• Given problem:
Decide whether each statement below agrees with the text on Aneeta Prem, answering yes or no and quoting the exact words of the text that decide it. 1. Freedom was set up at the end of 2010. 2. Lord Toby Harris is the CEO of the Freedom charity. 3. "But It's Not Fair" is told from the view of the friend who almost becomes a victim of Forced Marriage.

• Text passage:
— BEGIN —
Personal details
- Born: London
- Occupation: Magistrate President of Freedom Charity
- Website: www.freedomcharity.org.uk www.aneeta.com

= Aneeta Prem =

British woman activist

Aneeta Prem is a British author, human rights campaigner, magistrate and the founder and president of Freedom.

==Background==
Prem was born in London, England. Her father, Chandra Shekhar Prem, was an author, poet and principal of a girls' college in India. Her family originates from Himachal Pradesh in Northern India. Prem has close ties with Kote Village, where her father lived. In 2000 she helped her father to realise his dream of allowing local girls to continue with their education beyond the age of sixteen. She helped to design and build Republic College India which provides further education in a safe, single-sex environment, offering a unique service to the area.

==Work as a magistrate==
Prem is a magistrate who chairs adult, youth and family law courts in some of the busiest courts in London. She is also involved in the recruitment, training and mentoring of new magistrates.

==Freedom charity==
Prem is the founder and lifetime President of the Freedom charity, which works to protect the lives of children and young people by raising awareness of forced marriage in the UK and the associated problem of dishonour-based violence.

Freedom was established by Prem at the end of 2010. The charity's Chair of Trustees is Lord Toby Harris and the CEO is Vineeta Thornhill.

==Author==
Aneeta has written two novels aimed at children and young people aged nine years and over. They are called "But It's Not Fair" and "Cut Flowers". "But It's Not Fair draws on her extensive experience supporting child victims of Forced Marriage and dishonour based crimes through her work with the Foreign and Commonwealth Office, Government Ministers, the police, survivors and her experiences as a magistrate. The story is written from the view of a young British girl, Vinny, whose friend almost becomes a victim of Forced Marriage. The book is presented in a chatty and easy-to-read style, but it carries some powerful messages. It not only raises awareness of Forced Marriage and highlights some of the key signs associated with Forced Marriage, but it also suggests courses of action that could help potential victims. Freedom Charity distributes copies of "But It's Not Fair" free to schools, alongside lesson plans for teachers.
The newest novel "Cut Flowers" is about female genital mutilation FGM.
Katie and Sophia are just two ordinary girls eagerly awaiting the summer holidays until their teacher, Miss Adams, gives them their summer homework – to prepare a presentation about what they did over the holidays. Little did they know that it would be the start of a lifelong mission to protect young girls all over the world. When Katie finally returns from Africa she needs all of Sophia’s support and creative flair to shine a spotlight on something that’s affecting millions of girls worldwide, but that no one seems to want to talk about...
— END —
• Given material:
— BEGIN —
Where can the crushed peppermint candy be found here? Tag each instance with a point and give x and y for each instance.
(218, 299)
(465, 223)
— END —
• Reply:
1. Yes: "Freedom was established by Prem at the end of 2010."
2. No: "The charity's Chair of Trustees is Lord Toby Harris and the CEO is Vineeta Thornhill."
3. No: "The story is written from the view of a young British girl, Vinny, whose friend almost becomes a victim of Forced Marriage."